> STATED EXERCISE
Output the data below in full, byte for byte. Nothing may differ.

··· TASK INPUT ···

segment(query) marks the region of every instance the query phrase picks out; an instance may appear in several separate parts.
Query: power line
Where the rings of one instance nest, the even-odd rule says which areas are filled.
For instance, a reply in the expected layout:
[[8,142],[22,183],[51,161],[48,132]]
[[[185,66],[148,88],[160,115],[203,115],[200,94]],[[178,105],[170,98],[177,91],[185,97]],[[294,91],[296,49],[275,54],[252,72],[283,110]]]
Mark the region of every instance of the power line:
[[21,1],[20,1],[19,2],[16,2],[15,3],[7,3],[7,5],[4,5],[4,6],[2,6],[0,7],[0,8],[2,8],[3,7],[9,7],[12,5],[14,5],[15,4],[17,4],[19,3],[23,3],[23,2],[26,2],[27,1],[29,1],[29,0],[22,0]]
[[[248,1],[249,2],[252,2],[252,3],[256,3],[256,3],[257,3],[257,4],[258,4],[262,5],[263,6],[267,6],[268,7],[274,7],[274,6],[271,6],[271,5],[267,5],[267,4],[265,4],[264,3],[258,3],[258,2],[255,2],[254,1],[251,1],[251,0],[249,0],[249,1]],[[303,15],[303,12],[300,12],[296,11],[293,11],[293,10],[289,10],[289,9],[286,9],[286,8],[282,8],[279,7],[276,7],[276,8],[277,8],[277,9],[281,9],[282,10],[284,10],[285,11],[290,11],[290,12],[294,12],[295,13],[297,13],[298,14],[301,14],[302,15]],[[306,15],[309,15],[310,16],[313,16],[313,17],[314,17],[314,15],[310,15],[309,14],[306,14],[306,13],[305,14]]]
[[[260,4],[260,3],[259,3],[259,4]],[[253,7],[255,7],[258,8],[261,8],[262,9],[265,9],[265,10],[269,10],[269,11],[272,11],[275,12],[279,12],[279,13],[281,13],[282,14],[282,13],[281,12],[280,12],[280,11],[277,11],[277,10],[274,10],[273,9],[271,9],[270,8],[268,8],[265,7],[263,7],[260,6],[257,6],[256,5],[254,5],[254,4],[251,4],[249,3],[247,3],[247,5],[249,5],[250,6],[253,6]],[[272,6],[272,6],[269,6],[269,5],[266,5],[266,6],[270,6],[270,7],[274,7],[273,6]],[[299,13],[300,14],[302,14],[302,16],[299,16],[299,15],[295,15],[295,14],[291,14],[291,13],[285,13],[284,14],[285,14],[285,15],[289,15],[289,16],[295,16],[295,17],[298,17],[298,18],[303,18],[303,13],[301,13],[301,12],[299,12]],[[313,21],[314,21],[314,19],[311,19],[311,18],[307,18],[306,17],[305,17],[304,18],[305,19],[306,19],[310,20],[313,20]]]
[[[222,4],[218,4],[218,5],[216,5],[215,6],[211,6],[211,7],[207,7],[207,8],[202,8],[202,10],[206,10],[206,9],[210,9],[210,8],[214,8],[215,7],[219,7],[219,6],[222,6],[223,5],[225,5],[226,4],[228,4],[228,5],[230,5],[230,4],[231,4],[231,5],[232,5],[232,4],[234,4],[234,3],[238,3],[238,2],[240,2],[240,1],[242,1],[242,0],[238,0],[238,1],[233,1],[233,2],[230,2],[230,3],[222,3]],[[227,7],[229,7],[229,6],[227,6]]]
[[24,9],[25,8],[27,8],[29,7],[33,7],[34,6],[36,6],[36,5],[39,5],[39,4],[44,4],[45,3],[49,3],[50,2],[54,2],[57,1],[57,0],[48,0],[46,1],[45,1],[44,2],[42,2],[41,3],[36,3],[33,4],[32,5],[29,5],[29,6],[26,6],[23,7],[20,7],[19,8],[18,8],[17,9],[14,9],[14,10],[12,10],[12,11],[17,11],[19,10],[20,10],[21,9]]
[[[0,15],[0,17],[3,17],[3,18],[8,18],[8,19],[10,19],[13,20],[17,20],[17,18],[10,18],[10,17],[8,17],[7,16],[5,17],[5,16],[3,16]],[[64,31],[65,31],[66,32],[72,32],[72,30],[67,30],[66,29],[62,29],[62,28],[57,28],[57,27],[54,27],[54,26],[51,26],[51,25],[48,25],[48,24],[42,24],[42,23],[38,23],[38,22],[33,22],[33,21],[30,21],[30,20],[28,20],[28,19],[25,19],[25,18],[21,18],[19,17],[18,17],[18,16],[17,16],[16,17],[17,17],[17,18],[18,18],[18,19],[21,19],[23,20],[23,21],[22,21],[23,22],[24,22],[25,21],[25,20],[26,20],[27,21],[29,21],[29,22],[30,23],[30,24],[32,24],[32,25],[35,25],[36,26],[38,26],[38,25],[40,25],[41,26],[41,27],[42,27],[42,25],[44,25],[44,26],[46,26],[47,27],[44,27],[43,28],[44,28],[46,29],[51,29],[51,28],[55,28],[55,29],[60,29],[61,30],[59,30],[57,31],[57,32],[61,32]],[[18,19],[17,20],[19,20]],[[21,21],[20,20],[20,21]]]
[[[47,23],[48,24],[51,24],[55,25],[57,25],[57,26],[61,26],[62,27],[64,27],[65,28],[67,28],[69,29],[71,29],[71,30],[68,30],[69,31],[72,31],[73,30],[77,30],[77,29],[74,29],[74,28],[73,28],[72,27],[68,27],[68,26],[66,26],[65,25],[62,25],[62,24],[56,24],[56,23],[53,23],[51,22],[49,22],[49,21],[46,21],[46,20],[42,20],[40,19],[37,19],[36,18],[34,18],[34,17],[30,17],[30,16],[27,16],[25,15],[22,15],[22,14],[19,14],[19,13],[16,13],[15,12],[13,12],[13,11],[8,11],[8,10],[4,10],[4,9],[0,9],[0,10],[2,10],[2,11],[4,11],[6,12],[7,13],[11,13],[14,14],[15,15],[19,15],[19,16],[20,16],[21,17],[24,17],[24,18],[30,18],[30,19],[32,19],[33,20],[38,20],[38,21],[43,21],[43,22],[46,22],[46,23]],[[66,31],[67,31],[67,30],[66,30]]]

···

> TASK SOLUTION
segment(query) marks the region of every instance the query phrase picks out; an instance may appear in several separate parts.
Query: power line
Where the rings of one instance nest, the even-odd rule says which areas are filled.
For instance, a reply in the expected layout:
[[8,142],[22,183],[51,161],[48,132]]
[[[185,66],[148,88],[160,115],[203,115],[200,94]],[[178,105],[170,98],[177,91],[185,97]],[[294,91],[296,49],[275,54],[252,72],[283,110]]]
Mark the region of every instance of the power line:
[[21,1],[20,1],[19,2],[16,2],[15,3],[7,3],[7,5],[4,5],[4,6],[2,6],[0,7],[0,8],[2,8],[3,7],[9,7],[12,5],[14,5],[15,4],[17,4],[19,3],[23,3],[23,2],[26,2],[27,1],[29,1],[29,0],[22,0]]
[[[248,1],[249,2],[252,2],[252,3],[256,3],[256,3],[257,3],[257,4],[258,4],[262,5],[263,6],[267,6],[268,7],[274,7],[274,6],[271,6],[271,5],[267,5],[267,4],[265,4],[264,3],[258,3],[258,2],[255,2],[254,1],[251,1],[251,0],[249,0],[249,1]],[[303,15],[303,12],[300,12],[296,11],[293,11],[293,10],[289,10],[289,9],[286,9],[286,8],[282,8],[279,7],[276,7],[276,8],[277,8],[277,9],[281,9],[282,10],[284,10],[285,11],[290,11],[290,12],[294,12],[295,13],[297,13],[298,14],[301,14],[302,15]],[[306,15],[309,15],[310,16],[313,16],[313,17],[314,17],[314,15],[310,15],[309,14],[306,14],[306,13],[305,14]]]
[[[260,4],[260,3],[259,3],[259,4]],[[253,7],[255,7],[258,8],[261,8],[262,9],[265,9],[265,10],[269,10],[269,11],[272,11],[275,12],[279,12],[279,13],[281,13],[282,14],[282,13],[281,12],[280,12],[280,11],[277,11],[277,10],[274,10],[273,9],[271,9],[270,8],[268,8],[265,7],[263,7],[260,6],[257,6],[256,5],[254,5],[254,4],[251,4],[249,3],[247,3],[247,5],[249,5],[250,6],[253,6]],[[272,6],[272,6],[269,6],[269,5],[266,5],[266,6],[270,6],[270,7],[274,7],[273,6]],[[299,13],[300,14],[302,14],[302,16],[299,16],[299,15],[295,15],[295,14],[291,14],[291,13],[285,13],[284,14],[285,14],[285,15],[289,15],[289,16],[295,16],[295,17],[298,17],[298,18],[303,18],[303,13],[301,13],[301,12],[299,12]],[[313,21],[314,21],[314,19],[311,19],[311,18],[307,18],[306,17],[305,17],[304,18],[305,19],[306,19],[310,20],[313,20]]]
[[[222,4],[218,4],[218,5],[216,5],[215,6],[211,6],[211,7],[207,7],[207,8],[202,8],[202,10],[206,10],[206,9],[210,9],[210,8],[214,8],[215,7],[219,7],[219,6],[222,6],[223,5],[225,5],[226,4],[228,4],[228,5],[230,5],[230,4],[231,4],[231,5],[232,5],[232,4],[234,4],[234,3],[238,3],[238,2],[240,2],[240,1],[242,1],[242,0],[238,0],[238,1],[233,1],[233,2],[230,2],[230,3],[222,3]],[[227,7],[229,7],[229,6],[227,6]]]
[[24,9],[25,8],[27,8],[29,7],[33,7],[34,6],[36,6],[36,5],[39,5],[39,4],[44,4],[45,3],[49,3],[50,2],[54,2],[57,1],[57,0],[48,0],[46,1],[45,1],[44,2],[42,2],[41,3],[36,3],[33,4],[32,5],[29,5],[29,6],[26,6],[23,7],[20,7],[19,8],[18,8],[17,9],[14,9],[14,10],[12,10],[12,11],[17,11],[19,10],[20,10],[21,9]]
[[[0,15],[0,17],[3,17],[3,18],[8,18],[8,19],[10,19],[13,20],[17,20],[17,18],[10,18],[10,17],[8,17],[7,16],[5,17],[5,16],[3,16]],[[64,31],[65,31],[66,32],[72,32],[72,30],[67,30],[66,29],[62,29],[62,28],[57,28],[57,27],[54,27],[54,26],[51,26],[51,25],[48,25],[48,24],[42,24],[42,23],[38,23],[38,22],[33,22],[33,21],[30,21],[30,20],[28,20],[28,19],[25,19],[25,18],[21,18],[19,17],[18,17],[18,16],[17,16],[16,17],[17,17],[17,18],[18,18],[18,19],[21,19],[23,20],[23,21],[22,21],[23,22],[24,22],[25,21],[25,20],[26,20],[27,21],[29,21],[29,22],[30,23],[30,24],[32,24],[32,25],[35,25],[36,26],[38,26],[38,25],[40,25],[41,26],[41,27],[42,27],[42,25],[44,25],[44,26],[46,26],[47,27],[44,27],[43,28],[44,28],[46,29],[51,29],[51,28],[55,28],[55,29],[60,29],[61,30],[59,30],[57,31],[57,32],[61,32]],[[18,19],[17,20],[19,20]],[[21,21],[20,20],[20,21]]]
[[[47,23],[48,24],[51,24],[55,25],[57,25],[57,26],[61,26],[62,27],[64,27],[65,28],[67,28],[69,29],[71,29],[71,30],[68,30],[69,31],[72,31],[73,30],[77,30],[77,29],[74,29],[74,28],[73,28],[72,27],[68,27],[68,26],[66,26],[65,25],[62,25],[62,24],[56,24],[56,23],[53,23],[51,22],[49,22],[49,21],[46,21],[46,20],[42,20],[40,19],[37,19],[36,18],[34,18],[34,17],[30,17],[30,16],[27,16],[25,15],[22,15],[22,14],[19,14],[19,13],[16,13],[15,12],[13,12],[13,11],[8,11],[8,10],[4,10],[4,9],[0,9],[0,10],[2,10],[2,11],[4,11],[6,12],[7,13],[11,13],[14,14],[15,15],[19,15],[19,16],[20,16],[21,17],[24,17],[24,18],[30,18],[30,19],[32,19],[33,20],[38,20],[38,21],[43,21],[43,22],[46,22],[46,23]],[[66,31],[67,31],[67,30],[66,30]]]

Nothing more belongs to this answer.